» Records from a collection
-.-.-

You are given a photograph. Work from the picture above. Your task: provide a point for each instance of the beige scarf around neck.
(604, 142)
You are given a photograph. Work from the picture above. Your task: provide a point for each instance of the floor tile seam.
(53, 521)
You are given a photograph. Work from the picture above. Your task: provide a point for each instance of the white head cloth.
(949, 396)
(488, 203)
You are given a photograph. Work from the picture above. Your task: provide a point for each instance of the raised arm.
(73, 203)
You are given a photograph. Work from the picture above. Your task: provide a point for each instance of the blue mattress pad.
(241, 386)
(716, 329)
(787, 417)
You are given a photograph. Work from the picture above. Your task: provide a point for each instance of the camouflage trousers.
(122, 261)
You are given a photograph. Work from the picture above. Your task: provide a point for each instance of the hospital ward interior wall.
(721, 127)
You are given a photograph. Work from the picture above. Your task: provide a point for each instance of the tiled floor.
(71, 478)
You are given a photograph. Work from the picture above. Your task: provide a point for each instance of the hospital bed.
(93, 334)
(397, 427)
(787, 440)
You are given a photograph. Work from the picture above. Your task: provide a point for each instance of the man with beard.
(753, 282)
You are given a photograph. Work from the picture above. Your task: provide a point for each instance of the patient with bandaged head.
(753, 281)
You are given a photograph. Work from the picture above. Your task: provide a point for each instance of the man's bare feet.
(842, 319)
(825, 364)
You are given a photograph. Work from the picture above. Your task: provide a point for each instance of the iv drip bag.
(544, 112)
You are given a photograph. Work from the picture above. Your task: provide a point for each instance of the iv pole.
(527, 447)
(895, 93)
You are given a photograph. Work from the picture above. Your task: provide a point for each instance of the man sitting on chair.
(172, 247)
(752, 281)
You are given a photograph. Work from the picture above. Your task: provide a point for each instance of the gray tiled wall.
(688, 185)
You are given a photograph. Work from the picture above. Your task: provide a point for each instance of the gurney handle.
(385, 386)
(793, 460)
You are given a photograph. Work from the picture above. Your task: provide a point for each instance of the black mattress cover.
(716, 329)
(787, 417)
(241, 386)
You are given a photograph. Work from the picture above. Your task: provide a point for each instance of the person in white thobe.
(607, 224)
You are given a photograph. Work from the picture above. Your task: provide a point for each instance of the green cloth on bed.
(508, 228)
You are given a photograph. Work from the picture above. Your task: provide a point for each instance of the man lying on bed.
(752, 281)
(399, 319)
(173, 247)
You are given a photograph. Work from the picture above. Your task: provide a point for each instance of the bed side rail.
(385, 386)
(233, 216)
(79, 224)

-.-.-

» Stated problem
Put the stretch from the line containing "the gurney handle." through the end of the records into a numbered list, one line per item, leaving out blank lines.

» Result
1. You are given a photograph. Work from the picture above. Your task: provide a point for each instance of the gurney handle.
2. (385, 386)
3. (793, 460)
4. You are given a photograph. Work from the picture above. Your task: provide a point for each instance of the black mattress cover.
5. (716, 329)
6. (787, 417)
7. (241, 386)
8. You are given a photograph. Work from the picture above. Your task: provide a point for each instance of the person in white thobe.
9. (607, 224)
10. You are given a photograph. Work from the picture above. Your task: provide a point for each instance of the green cloth on bed.
11. (508, 228)
12. You are given a photograph. Work from the picture above. Your task: provide a point for each instance of the man lying on bed.
13. (752, 281)
14. (399, 319)
15. (173, 247)
16. You are given a photograph. Work from the picture above. Your task: provide a point for each instance of the bed side rail.
17. (385, 386)
18. (233, 216)
19. (79, 224)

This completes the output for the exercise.